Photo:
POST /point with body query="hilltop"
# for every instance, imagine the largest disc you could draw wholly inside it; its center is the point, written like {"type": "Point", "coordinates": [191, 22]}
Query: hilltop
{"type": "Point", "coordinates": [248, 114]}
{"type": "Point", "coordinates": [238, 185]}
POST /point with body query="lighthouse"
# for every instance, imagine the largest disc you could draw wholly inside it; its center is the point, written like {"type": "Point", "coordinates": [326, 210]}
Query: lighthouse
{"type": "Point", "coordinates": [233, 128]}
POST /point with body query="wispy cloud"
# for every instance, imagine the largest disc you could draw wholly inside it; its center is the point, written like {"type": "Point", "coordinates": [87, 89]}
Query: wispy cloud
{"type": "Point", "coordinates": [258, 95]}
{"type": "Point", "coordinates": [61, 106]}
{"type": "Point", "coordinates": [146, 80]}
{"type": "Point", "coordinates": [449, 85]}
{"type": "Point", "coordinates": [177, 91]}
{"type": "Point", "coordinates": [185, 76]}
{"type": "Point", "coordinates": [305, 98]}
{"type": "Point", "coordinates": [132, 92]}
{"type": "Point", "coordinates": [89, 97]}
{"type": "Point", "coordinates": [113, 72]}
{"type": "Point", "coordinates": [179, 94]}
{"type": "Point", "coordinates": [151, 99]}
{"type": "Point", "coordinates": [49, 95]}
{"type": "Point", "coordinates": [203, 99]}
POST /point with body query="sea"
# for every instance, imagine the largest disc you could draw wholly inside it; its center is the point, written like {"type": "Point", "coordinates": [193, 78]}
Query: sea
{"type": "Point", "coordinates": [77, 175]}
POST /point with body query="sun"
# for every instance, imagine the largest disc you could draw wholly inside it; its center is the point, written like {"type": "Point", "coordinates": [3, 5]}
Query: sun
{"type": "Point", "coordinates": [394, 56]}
:::
Go through the listing above, count the lines that contain "inside", and state that number alone.

5